- _CHALLENGE_
Could every line of the data be printed exactly as it reads?

** start TASK MATERIAL **

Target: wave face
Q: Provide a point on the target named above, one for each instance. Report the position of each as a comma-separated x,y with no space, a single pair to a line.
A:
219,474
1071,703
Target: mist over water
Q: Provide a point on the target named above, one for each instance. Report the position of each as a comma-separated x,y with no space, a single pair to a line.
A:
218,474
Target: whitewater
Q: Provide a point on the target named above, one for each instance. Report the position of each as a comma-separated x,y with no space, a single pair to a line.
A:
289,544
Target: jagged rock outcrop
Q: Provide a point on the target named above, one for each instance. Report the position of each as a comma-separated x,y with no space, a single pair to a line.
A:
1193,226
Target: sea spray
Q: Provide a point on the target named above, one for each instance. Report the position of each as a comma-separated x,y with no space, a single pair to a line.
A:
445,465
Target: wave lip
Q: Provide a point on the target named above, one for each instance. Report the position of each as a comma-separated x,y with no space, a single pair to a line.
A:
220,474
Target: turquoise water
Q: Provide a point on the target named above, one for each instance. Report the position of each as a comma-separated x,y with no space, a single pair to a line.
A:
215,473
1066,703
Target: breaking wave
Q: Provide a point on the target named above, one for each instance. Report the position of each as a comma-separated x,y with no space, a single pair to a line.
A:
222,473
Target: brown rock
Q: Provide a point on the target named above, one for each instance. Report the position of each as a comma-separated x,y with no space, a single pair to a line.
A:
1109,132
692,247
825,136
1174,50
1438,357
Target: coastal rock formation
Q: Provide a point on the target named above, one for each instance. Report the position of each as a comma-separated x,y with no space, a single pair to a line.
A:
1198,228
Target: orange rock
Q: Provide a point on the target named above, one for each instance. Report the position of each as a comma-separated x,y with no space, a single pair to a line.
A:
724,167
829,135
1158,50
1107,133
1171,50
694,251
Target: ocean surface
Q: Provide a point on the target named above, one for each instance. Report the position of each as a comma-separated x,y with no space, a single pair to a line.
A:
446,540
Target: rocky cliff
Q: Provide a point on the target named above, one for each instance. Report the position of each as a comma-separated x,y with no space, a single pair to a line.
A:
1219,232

** end TASK MATERIAL **

- _OUTPUT OF THE TASK_
Target: wave face
Q: Provide a point on the target named above, one for each instance. Report the position of each as a comma-separated x,y with no space, a single pair to a line.
A:
219,474
1071,703
Target: mist over water
Q: Provide a point on the target named above, one for each instance. Report the position of each as a comma-separated x,y with no space, a single pair to a line.
A:
218,474
Target: whitewater
Q: Provide a point on the target named above, one for each instance. Report the position of each as a comma-separated x,y with no space, a single pair to a line.
A:
289,544
Target: jagged rock outcrop
Q: Provide a point on the target named above, one for each instance. Report the position of each as a comma-separated x,y with no space, a single pair to a line.
A:
1193,226
Target: sea spray
Q: Provide a point on the target named above, one for each instance. Report the position of each as a comma-separated x,y with no space, a single pair to a line.
A:
445,465
Target: wave lip
Q: Provide a point on the target named above, one for each instance. Report the position of each as a comma-separated x,y with no space, a single pair to a line.
A:
220,474
Target: turquoise water
Q: Provide a point on the target named above, one for each instance. Report the position of each as a comma-separated x,y with no space, a single pair to a line.
A:
215,473
1066,703
Target: breaking wave
Q: Provide a point on the target named above, one for each instance. Report the position of each as a comma-separated x,y with no space, a single pair to a line.
A:
222,473
Target: brown rock
Q: Provide a point on the target named above, one for each instance. Report the position of each as a comma-separated x,y with no space, a single pair to a line.
A:
1109,132
692,247
825,136
1174,50
1438,357
Target: coastal rock formation
Q: Provide a point on the target named above, one for each instance. Report the position of each as a comma-separated x,y with no space, a single pair to a line.
A:
1198,228
Target: orange rock
Q: Provide a point on the target named above, one for each instance. Report the position of each as a comma-separated x,y with no space, a single pair to a line.
A:
724,167
829,135
1158,50
1107,133
1171,50
694,251
Target: ocean surface
Q: Provide a point on the target named above, one for each instance. Report the position of each as a comma-separated x,y with no space, a single pair to a line.
A:
446,540
Target: rocky cliff
Q: Provide a point on the target named above, one for each instance. Report the position of each as a comma-separated x,y with no space, a single pair to a line.
A:
1219,232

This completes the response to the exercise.